[TASK REQUIREMENTS]:
Copy all records verbatim.

==== DATA SHOWN ====

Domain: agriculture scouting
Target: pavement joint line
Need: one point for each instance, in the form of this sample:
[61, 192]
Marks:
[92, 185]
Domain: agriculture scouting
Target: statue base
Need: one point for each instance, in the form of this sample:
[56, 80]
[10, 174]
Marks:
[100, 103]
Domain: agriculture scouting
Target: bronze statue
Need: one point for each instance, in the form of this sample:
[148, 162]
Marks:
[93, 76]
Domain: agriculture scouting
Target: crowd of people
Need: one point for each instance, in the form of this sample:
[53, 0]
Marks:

====

[EXPECTED ANSWER]:
Domain: agriculture scouting
Target: pavement joint line
Need: one point for each instance, in the form of this sample:
[61, 192]
Marks:
[92, 185]
Domain: agriculture scouting
Target: statue base
Need: one point for each instance, in the form of this sample:
[56, 80]
[10, 174]
Marks:
[100, 103]
Domain: agriculture scouting
Target: bronze statue
Need: one point for each instance, in the form of this sample:
[148, 162]
Marks:
[93, 76]
Domain: agriculture scouting
Target: crowd of people
Need: one point for each instance, in the form of this sample:
[53, 0]
Marks:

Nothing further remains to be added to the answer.